# TASK LIST
1. In the myrtle rust passage, why should you avoid touching a plant you suspect is infected?
2. Pick up the myrtle rust passage after its last sentence and keep writing it.

# DOCUMENT PASSAGE
______________________________

If you’re a gardener around the North Island and Tasman regions, look out! Myrtle rust is a serious fungal disease that affects plants belonging to the myrtle family. Plants in the myrtle family include tasty feijoa, pōhutukawa, mānuka, rata, kanuka and ramarama. Your observation and help is vital to the preservation of our native species from fungal infection.
Myrtle rust eats away at the leaves, shoot tips and young stems of trees and bush belonging to the myrtle family. The rust affects flowers and fruit and can result in the death of the infected plant. Myrtle rust is known for being a tough disease to control. The Department of Conservation (DOC) already work very closely with the Ministry of Primary Industries (MPI) to manage the rust but rely heavily on reports and early detection.
Considering some of our natives are affected by myrtle rust, infected plants should be reported immediately to the MPI. If you think you spot myrtle rust, don’t touch it! Touching the infection may actually contribute to spreading the disease.
If you can, isolate the diseased plant with a hoop-like plastic cover. Understandably, not everyone has access to this kind of equipment, so if you can’t cover the plant, don’t worry – MPI will take care of it.

______________________________

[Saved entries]
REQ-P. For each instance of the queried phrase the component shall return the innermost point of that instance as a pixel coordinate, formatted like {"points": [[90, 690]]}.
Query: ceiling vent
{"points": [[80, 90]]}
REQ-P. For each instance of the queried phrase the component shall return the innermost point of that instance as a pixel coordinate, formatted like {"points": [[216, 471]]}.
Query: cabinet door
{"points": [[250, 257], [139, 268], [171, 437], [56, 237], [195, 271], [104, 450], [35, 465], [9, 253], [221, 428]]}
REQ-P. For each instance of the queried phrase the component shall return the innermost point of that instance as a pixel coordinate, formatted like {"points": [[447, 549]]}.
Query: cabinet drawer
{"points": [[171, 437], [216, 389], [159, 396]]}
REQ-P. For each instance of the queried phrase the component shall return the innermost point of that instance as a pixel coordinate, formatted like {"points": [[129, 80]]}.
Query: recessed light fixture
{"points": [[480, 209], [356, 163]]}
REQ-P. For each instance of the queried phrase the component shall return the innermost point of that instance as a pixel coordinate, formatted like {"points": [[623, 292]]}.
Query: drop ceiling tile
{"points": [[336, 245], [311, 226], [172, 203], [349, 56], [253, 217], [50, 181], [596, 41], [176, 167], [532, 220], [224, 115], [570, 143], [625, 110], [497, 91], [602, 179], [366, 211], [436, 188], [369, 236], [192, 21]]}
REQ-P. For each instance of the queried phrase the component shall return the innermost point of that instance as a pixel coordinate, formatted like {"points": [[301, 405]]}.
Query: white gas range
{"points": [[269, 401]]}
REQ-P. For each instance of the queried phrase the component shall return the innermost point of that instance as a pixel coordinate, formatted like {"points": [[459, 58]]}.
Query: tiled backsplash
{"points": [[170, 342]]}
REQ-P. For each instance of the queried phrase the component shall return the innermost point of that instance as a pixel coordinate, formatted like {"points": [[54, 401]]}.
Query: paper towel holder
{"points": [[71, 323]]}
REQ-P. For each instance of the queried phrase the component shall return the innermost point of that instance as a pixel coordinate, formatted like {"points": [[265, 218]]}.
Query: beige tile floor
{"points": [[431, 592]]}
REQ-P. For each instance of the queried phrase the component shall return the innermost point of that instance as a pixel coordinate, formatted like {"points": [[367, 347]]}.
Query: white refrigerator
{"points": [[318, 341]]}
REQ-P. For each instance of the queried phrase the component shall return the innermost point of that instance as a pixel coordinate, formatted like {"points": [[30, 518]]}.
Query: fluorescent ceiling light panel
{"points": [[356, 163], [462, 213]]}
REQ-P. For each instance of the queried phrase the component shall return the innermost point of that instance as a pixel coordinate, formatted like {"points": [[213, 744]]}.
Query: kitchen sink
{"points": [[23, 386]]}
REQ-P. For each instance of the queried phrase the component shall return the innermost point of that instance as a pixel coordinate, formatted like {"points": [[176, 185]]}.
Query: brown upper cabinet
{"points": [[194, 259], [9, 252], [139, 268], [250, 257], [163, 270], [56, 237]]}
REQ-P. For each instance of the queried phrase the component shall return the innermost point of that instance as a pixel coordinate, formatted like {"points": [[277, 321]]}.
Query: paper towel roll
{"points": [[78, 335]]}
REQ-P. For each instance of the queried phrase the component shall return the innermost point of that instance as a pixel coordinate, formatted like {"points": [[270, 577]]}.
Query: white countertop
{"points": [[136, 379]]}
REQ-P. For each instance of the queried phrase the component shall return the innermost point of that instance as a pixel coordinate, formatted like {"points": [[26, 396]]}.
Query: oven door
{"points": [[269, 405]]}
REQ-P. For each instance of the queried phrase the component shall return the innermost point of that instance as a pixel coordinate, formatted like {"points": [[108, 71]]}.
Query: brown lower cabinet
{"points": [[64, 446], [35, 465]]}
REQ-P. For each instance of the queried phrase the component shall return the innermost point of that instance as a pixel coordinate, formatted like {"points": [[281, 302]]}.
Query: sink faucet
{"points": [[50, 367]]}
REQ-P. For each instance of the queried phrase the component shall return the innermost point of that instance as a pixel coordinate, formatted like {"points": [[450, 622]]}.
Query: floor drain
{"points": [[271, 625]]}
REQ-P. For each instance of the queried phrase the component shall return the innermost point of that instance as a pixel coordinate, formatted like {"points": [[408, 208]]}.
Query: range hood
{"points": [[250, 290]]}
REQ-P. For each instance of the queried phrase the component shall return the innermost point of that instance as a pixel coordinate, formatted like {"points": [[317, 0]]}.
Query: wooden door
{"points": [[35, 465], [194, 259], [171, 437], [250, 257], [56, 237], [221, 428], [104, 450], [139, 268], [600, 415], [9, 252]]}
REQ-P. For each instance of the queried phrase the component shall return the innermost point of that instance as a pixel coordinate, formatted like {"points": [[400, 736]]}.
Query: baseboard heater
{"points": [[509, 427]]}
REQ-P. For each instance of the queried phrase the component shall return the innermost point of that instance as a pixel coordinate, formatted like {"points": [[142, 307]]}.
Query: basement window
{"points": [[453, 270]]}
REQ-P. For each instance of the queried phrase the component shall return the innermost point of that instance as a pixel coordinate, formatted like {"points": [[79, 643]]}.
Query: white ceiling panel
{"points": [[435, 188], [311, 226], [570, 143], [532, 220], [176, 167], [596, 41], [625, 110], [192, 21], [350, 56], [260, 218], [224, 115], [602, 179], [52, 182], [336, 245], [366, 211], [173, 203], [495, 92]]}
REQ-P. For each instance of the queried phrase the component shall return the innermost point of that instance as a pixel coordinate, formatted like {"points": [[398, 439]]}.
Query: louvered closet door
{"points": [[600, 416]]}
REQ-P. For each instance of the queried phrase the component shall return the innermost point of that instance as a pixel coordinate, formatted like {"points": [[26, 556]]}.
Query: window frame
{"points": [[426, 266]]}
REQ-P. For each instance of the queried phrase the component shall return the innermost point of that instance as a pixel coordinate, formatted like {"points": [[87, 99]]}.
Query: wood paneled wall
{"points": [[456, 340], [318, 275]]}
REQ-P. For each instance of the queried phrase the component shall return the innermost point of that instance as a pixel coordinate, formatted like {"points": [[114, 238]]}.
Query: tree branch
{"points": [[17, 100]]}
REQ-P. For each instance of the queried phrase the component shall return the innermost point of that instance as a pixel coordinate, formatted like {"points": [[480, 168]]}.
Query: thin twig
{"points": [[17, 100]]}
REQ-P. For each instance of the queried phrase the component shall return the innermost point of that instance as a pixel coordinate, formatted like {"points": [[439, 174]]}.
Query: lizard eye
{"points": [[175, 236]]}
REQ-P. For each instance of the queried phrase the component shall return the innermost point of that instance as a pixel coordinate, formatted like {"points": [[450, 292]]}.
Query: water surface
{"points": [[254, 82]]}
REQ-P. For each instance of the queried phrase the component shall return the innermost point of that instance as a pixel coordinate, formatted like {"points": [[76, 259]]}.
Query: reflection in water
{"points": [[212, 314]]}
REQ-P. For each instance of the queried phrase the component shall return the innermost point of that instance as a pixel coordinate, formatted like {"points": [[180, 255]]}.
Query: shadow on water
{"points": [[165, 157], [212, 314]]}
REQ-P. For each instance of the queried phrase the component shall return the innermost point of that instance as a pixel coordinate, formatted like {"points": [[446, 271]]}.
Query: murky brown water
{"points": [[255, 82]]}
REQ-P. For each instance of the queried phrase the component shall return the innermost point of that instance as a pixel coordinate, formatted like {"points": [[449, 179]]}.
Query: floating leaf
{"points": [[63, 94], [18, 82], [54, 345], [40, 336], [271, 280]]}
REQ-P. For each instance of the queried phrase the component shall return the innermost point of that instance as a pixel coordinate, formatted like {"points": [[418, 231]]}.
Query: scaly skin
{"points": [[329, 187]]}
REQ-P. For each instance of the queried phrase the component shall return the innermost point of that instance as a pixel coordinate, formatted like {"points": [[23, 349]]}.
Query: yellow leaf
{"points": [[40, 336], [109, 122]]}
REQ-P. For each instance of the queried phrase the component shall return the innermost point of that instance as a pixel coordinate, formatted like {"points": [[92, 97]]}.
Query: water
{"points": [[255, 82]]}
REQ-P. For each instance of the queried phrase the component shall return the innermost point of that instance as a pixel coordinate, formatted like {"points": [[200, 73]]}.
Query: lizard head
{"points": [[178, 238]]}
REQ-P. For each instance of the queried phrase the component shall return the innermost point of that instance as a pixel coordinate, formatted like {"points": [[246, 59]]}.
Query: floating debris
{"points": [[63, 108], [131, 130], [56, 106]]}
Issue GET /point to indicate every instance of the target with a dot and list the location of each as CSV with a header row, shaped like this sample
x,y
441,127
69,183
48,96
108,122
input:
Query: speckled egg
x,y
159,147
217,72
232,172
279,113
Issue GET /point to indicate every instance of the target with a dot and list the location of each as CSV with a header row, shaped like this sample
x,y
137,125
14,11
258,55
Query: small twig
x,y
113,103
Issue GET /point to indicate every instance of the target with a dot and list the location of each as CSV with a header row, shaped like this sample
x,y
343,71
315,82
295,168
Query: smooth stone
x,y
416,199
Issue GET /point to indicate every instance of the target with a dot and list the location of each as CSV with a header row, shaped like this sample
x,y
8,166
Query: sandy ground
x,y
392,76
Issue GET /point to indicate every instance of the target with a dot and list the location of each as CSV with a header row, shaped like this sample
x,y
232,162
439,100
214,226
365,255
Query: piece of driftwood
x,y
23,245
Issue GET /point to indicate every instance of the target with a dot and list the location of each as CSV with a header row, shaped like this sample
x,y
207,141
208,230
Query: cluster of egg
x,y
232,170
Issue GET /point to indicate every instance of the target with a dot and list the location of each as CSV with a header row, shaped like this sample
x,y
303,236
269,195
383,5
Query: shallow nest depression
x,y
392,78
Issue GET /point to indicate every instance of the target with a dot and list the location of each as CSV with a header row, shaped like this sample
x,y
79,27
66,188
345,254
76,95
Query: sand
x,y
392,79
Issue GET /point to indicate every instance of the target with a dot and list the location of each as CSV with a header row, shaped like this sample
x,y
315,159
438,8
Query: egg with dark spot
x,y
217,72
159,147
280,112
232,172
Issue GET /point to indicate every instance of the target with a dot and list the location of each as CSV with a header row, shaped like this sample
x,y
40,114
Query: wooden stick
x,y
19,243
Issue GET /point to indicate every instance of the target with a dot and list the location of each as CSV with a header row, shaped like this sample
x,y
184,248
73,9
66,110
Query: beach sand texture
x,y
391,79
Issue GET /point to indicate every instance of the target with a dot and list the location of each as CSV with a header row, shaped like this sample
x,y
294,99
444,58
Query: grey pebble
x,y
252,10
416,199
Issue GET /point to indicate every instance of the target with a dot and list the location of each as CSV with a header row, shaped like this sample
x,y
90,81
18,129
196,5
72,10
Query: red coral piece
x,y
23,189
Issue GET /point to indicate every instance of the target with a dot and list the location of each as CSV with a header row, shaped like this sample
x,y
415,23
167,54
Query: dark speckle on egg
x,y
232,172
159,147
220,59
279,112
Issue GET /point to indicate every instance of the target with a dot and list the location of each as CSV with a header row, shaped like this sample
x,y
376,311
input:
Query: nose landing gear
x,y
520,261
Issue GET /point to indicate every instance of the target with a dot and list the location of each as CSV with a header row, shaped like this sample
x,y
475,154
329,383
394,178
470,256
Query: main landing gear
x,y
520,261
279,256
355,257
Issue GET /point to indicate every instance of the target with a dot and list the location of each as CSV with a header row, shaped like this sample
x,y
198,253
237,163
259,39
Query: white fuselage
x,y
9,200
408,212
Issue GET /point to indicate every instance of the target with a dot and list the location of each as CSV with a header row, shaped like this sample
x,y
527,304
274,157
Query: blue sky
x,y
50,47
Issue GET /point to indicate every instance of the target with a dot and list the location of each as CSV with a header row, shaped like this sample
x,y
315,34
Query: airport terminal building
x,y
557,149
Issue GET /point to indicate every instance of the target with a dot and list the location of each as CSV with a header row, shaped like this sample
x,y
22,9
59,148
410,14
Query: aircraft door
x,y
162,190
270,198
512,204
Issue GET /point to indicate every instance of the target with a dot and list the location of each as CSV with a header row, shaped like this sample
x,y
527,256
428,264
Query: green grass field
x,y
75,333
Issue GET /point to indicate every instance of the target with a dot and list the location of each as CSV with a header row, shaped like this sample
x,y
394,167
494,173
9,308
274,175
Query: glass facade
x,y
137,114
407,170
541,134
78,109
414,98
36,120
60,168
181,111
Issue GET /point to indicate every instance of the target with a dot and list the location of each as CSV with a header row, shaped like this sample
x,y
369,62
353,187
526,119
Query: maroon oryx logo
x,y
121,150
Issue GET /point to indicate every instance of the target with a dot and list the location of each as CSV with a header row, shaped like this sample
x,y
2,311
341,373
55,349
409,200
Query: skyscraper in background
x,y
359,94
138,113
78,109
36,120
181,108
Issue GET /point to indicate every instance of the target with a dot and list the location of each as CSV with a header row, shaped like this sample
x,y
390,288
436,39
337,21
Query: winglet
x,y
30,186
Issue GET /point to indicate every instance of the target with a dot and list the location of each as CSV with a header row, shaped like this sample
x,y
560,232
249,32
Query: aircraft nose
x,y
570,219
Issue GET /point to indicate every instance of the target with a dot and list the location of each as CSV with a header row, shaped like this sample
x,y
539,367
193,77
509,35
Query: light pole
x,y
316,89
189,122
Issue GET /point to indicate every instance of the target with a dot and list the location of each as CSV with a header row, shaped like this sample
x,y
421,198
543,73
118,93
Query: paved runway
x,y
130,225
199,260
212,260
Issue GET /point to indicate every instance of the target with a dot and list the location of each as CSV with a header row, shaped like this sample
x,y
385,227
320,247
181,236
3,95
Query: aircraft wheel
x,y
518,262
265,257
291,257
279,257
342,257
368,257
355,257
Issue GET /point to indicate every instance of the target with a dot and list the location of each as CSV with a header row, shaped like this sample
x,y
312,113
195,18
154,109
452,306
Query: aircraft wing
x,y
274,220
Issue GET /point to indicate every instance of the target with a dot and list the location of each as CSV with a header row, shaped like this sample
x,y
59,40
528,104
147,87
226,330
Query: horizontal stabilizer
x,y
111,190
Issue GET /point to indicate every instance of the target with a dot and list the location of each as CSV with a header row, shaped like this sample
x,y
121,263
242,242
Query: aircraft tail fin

______________________________

# RESPONSES BY TASK
1. Touching the infection may contribute to spreading the disease.

2.
Myrtle rust also spreads with the wind and through fabric, vehicles and equipment so treat this disease very carefully. Spores are microscopic and usually have spread before the fungus is visible. Leave the plant alone and call in to report your sighting. Snap a photo and call MPI immediately. MPI have a disease hotline dedicated to reports like this, so call 0800 809 966.
Sightings of infected plants have been spotted around the Auckland and Wellington regions in November 2017. Early sightings are key to prevention. Young infections are bright yellow, powdery eruptions on the underside of the leaf. Mature infections are still bright yellow and powdery, but are on both sides of the leaf. On older lesions, pustules will have erupted on the leaves, causing a rusty brown/grey look.
Myrtle usually flares up in warmer temperatures of above 10 degrees Celsius, but lies dormant over winter. Springtime will be the real test to check the health of your myrtle plants. Do a visual check of your plants (especially the young ones!) once the weather warms up to see whether you’ve got any signs of myrtle rust. The fungal eruptions love softer, new growth like shoots, buds and leaf surfaces.
If you’re planting one of the myrtle species, be sure to get the best advice from suppliers and experts in the area before making your purchase. Keep a record of which myrtles you’ve planted and where you’ve placed them. Be careful when touching these plants and check regularly in warmer temperatures for any signs of fungal disease.
Reporting is so important to the preservation of our native plants. Community planting groups, nurseries, suppliers and volunteers who are around forested areas adhere to hygiene protocols. Those involved in revegetation or conservation work could accidentally spread spores. Take care to wash thoroughly and avoid cross-contamination through clothing and dirt on hands.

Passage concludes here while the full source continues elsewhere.